练习说明 -
请从这篇K-近邻算法学习笔记的最后一行之后续写下去。

----- 所给文本 -----

机器学习第一周

机器学习第一周

K-近邻算法
算法的核心——采用测量不同特征值之间的距离方法进行分类

  • k-近邻算法的优缺点
    优点:精度高,对异常值不敏感,无数据输入假定
    缺点:计算复杂度高,空间复杂度高
  • 适应的数据类型:数值型,标称型

使用KNN算法的基本思路(本次学习采用的相关步骤)——

注:对于距离的计算过程中,其实存在多种含义上的距离,目前采用的是欧式距离,对于不同的问题可以拓展到不同的距离上去——曼哈顿距离,切比雪夫距离,马氏距离,巴氏距离,汉明距离,皮尔逊距离,信息熵

使用kNN算法的相关步骤——
1)收集数据 2)准备数据 3)分析数据 4)训练算法 5)测试算法 6)使用算法
首先是要创建数据集,并且对于数据集中的数据进行相关的分类(通过计算距离来确定前k个元素的主要分类),代码如下——

import numpy as np
import operator
def createDataSet():
    group = np.array([[1.0, 1.1], [1.0, 1.0], [0, 0], [0, 0.1]])
    labels = ['A', 'A', 'B', 'B']
    return group, labels
def classify0(inX, dataSet, labels, k):   ##k为我们所要求的k个元素的范围
    dataSetSize = dataSet.shape[0]
    diffMat = np.tile(inX, (dataSetSize, 1)) - dataSet
    sqDiffMat = diffMat**2
    sqDistances = sqDiffMat.sum(axis=1)
    distances = sqDistances**0.5
    sortedDistIndicies = distances.argsort()

----- 记录数据 -----

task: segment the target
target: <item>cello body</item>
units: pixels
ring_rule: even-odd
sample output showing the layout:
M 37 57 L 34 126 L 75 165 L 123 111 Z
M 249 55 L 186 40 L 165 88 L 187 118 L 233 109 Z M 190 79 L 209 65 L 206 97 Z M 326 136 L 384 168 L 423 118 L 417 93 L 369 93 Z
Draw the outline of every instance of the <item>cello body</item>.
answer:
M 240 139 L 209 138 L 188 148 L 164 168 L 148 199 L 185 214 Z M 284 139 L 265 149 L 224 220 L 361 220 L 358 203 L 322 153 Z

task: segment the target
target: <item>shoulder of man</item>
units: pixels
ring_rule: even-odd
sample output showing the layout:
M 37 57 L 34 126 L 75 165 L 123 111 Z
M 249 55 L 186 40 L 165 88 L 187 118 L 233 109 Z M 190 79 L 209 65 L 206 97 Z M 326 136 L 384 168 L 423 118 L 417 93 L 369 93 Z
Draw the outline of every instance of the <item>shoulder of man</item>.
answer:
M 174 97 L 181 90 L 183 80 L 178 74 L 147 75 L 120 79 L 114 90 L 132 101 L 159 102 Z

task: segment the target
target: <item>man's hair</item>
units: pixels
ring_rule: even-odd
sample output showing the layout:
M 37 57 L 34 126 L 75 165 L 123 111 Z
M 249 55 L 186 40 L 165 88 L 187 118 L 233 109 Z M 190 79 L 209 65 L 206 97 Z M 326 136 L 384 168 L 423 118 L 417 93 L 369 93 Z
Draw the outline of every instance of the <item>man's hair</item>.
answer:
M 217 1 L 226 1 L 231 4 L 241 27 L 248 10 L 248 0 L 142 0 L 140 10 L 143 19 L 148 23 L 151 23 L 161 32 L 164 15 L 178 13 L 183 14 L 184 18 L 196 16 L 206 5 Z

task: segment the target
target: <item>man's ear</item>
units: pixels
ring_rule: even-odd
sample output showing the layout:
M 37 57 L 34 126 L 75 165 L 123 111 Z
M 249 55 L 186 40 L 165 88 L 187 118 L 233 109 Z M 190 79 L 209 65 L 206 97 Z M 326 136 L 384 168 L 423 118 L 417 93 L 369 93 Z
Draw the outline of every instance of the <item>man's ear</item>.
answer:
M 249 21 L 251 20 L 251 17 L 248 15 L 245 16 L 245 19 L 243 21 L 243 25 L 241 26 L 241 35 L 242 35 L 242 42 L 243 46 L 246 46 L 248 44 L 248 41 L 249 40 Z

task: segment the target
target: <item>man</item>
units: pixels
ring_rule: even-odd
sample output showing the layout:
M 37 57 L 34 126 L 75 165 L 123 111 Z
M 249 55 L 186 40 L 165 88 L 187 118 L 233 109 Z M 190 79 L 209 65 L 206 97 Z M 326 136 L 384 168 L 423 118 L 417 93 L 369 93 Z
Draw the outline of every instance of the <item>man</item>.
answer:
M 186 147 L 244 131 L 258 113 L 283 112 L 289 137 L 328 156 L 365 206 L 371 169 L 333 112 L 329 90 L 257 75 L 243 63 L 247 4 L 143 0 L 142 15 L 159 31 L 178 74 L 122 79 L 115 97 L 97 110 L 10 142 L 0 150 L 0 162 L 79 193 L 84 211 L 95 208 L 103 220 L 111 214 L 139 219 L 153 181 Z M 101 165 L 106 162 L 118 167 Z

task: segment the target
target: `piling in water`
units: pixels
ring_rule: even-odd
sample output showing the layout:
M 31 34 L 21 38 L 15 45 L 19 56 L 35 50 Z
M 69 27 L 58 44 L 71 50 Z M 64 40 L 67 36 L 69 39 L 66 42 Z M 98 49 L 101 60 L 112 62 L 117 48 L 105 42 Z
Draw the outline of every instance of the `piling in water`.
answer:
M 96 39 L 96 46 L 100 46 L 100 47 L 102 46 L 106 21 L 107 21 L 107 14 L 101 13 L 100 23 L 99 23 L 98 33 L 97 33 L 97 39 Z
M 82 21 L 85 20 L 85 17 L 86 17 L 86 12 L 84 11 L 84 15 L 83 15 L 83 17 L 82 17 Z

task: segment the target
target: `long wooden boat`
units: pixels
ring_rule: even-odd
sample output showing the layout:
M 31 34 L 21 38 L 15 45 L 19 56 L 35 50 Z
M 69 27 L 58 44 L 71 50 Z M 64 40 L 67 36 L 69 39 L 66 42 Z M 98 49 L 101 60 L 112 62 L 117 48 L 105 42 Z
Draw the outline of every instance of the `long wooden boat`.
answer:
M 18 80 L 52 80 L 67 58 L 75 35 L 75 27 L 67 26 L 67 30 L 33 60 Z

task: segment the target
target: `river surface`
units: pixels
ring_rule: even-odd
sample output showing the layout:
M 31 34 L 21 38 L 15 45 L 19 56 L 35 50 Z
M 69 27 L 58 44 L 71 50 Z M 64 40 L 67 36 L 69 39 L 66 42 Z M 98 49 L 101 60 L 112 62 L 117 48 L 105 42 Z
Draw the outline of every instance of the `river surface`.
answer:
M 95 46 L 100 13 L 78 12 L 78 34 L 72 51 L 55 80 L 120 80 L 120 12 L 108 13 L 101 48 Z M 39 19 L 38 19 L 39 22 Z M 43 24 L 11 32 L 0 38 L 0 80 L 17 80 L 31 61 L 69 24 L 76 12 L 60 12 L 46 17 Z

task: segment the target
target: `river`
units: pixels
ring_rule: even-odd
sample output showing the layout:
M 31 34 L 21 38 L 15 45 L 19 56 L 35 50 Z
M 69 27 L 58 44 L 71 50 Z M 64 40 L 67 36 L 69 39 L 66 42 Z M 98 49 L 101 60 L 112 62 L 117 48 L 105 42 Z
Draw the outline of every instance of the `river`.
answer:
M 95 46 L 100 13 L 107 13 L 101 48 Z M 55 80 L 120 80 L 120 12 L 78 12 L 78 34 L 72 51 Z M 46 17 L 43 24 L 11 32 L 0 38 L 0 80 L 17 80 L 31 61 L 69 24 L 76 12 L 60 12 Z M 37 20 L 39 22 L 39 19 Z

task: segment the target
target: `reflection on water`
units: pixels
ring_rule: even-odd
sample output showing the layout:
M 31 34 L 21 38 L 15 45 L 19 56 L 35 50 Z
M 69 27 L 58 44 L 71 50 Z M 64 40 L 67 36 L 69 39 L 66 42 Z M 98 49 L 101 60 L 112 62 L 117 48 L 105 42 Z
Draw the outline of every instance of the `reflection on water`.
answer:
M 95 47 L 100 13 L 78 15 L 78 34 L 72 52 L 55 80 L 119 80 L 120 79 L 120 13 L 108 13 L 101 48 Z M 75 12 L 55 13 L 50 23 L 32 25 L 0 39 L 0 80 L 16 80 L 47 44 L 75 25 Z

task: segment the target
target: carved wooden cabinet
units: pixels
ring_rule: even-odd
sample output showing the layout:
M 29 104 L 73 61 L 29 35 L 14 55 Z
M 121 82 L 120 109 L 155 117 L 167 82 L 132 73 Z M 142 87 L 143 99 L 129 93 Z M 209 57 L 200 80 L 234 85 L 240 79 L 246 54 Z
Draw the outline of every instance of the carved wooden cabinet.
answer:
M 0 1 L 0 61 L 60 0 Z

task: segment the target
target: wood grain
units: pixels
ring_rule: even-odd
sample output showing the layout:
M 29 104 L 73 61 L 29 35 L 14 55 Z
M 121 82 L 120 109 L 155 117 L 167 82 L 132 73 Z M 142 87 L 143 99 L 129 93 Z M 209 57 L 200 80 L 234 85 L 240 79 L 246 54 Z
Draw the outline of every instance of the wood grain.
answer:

-----

练习答案 -
    classCount = {}
    for i in range(k):
        voteIlabel = labels[sortedDistIndicies[i]]
        classCount[voteIlabel] = classCount.get(voteIlabel, 0) + 1
    sortedClassCount = sorted(classCount.items(), key=operator.itemgetter(1), reverse=True)
    return sortedClassCount[0][0]

进行试验之后,可以得到我们所要求的结果——
机器学习第一周_第1张图片
接着,我们对书中的实例进行操作(海伦约会配对)——
首先是分析数据,要对文本进行相关的处理(转换成为Numpy的形式),代码如下——

def file2matrix(filename):
    love_dictionary = {'largeDoses':3, 'smallDoses':2, 'didntLike':1}
    fr = open(filename)
    arrayOLines = fr.readlines()
    numberOfLines = len(arrayOLines)            #get the number of lines in the file
    returnMat = np.zeros((numberOfLines, 3))        #prepare matrix to return
    classLabelVector = []                       #prepare labels return
    index = 0
    for line in arrayOLines:
        line = line.strip()
        listFromLine = line.split('\t')
        returnMat[index, :] = listFromLine[0:3]
        if(listFromLine[-1].isdigit()):
            classLabelVector.append(int(listFromLine[-1]))
        else:
            classLabelVector.append(love_dictionary.get(listFromLine[-1]))
        index += 1
    return returnMat, classLabelVector

采用matplotlib对该数据进行散点图描绘,可以得到以下的结果——
机器学习第一周_第2张图片
紧接着需要对这些数据进行归一化处理,实现准备数据的过程,方便后面的距离计算——

def autoNorm(dataSet):
    minVals = dataSet.min(0)
    maxVals = dataSet.max(0)
    ranges = maxVals - minVals
    normDataSet = np.zeros(np.shape(dataSet))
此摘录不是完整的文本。